TEXT SECTION>

Former NFL Hall of Fame tight end John Mackey died last week of frontotemporal dementia, a condition thought to be brought on by repeated blows to the head associated with playing football. He was 69. Former Bears running back Gale Sayers was one of Mackey's NFL contemporaries, and on Monday, he criticized the NFL and its players for not doing enough to help Mackey.
"You know, John Mackey died at 60-something (69)," said Sayers, according to the Chicago Tribune. "(The NFL) could have helped him more, I felt. But they didn’t, and the players (NFLPA) could have helped more, and it didn’t happen. …
"There is no question that the game wouldn’t be a game if it wouldn’t have been for those people who played in the 1930s, ‘40s and ‘50s and ‘60s. The players today are on our shoulders. They think they made the game the way it is today. And they didn’t."
According to the Tribune, Mackey was the first NFLPA president and organized a strike that helped earn the players $11 million for pensions and benefits. He also made less than $500,000 during his 10-year playing career, and his had to wife work as a flight attendant to supplement his $2,500 monthly NFL pension to help pay his medical bills.
Several years ago, the NFLPA initially refused to pay Mackey's disability income because at the time there was no direct link between brain injuries and playing football. The NFL and the NFLPA eventually agreed to provide Mackey with $88,000 a year in nursing home care and up to $50,000 in adult day care, the Tribune reports. Still, Sayers thinks more could have been done.
"The (pioneers of the game) played for $5,000 a year, or $10,000 or $15,000,"he said. "They played for that much money so that these players got $10 million or $20 million a year. Today's players think they did it by themselves. It’s unbelievable how they could think and feel that way."

PROBLEM STATEMENT> Write out, word for word, the part of the article on John Mackey between "Several years ago, the" and "have been done.", inclusive. The rows that follow come from a separate source unrelated to the article on John Mackey.

ENTRIES SHOWN>
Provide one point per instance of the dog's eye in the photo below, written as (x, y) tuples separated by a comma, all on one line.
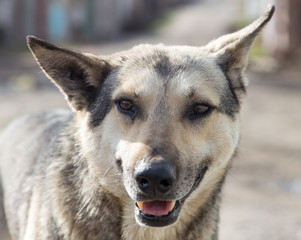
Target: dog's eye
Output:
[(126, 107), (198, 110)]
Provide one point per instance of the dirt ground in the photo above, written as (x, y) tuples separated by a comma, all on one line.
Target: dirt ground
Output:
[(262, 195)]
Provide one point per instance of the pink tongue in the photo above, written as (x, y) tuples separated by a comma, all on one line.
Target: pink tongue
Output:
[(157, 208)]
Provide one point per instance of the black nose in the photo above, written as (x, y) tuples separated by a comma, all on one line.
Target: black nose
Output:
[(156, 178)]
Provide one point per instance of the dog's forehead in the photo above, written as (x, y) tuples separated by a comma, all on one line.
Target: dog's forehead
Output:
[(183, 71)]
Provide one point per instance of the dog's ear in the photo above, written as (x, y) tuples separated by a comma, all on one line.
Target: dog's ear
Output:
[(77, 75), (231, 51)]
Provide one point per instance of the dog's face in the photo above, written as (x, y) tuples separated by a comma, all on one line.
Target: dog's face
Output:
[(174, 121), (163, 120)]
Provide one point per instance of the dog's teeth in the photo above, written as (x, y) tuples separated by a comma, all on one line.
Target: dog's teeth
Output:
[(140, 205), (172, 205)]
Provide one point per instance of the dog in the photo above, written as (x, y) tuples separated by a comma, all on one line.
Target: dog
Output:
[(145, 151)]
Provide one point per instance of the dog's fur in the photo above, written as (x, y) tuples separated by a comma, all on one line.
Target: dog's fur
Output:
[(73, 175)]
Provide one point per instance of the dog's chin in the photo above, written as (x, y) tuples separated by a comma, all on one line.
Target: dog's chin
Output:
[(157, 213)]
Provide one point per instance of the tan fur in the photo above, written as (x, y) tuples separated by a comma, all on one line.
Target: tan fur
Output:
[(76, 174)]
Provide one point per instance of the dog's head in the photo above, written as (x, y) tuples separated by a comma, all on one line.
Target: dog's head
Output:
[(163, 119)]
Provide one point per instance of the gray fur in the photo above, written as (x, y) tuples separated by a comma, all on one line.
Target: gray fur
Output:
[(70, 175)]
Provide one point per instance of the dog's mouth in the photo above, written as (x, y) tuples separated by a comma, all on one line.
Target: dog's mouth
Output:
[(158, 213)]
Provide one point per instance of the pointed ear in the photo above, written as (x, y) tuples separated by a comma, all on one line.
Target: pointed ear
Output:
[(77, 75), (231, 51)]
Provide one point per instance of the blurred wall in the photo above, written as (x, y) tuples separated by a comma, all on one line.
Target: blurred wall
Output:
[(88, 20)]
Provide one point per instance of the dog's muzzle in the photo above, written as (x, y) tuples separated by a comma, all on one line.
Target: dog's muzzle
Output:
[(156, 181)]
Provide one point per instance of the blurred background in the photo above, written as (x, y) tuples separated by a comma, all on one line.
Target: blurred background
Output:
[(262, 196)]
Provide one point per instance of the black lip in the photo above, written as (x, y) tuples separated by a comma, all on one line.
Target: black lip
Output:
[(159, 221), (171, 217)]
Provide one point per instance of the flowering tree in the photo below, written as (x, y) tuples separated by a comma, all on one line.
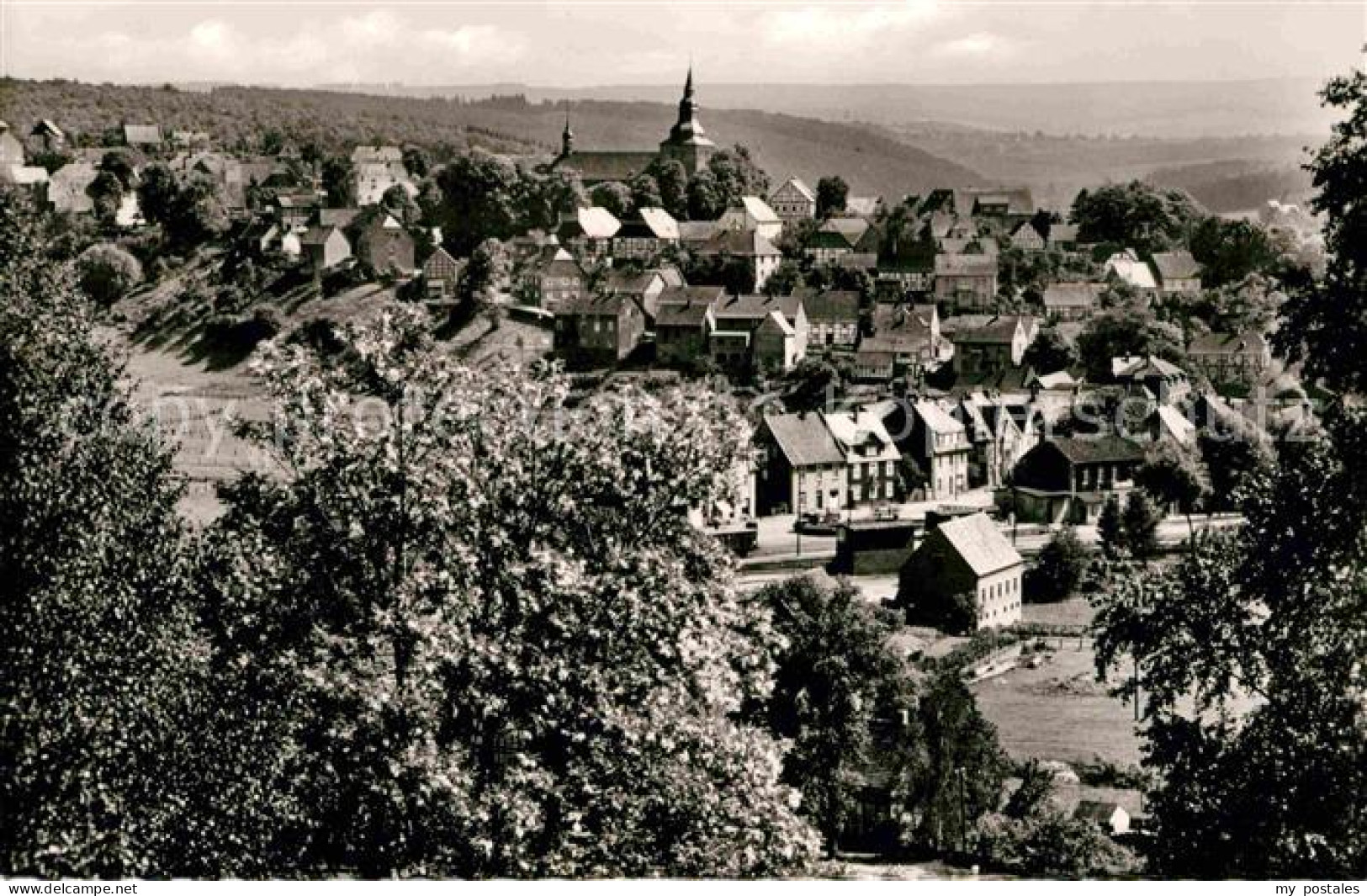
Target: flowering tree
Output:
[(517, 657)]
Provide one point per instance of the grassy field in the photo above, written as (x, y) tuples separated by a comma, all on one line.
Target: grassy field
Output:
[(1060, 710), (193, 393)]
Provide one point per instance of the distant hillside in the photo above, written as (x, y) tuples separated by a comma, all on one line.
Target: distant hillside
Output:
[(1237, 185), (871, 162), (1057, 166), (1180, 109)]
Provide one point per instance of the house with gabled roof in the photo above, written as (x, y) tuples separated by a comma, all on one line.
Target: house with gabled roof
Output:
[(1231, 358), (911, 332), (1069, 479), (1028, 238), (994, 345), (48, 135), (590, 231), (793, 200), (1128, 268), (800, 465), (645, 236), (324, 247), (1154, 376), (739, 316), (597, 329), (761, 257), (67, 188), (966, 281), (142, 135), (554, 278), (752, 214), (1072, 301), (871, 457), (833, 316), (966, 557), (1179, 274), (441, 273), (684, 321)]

RESULT FOR THIS TASK>
Several years ago, the NFLPA initially refused to pay Mackey's disability income because at the time there was no direct link between brain injuries and playing football. The NFL and the NFLPA eventually agreed to provide Mackey with $88,000 a year in nursing home care and up to $50,000 in adult day care, the Tribune reports. Still, Sayers thinks more could have been done.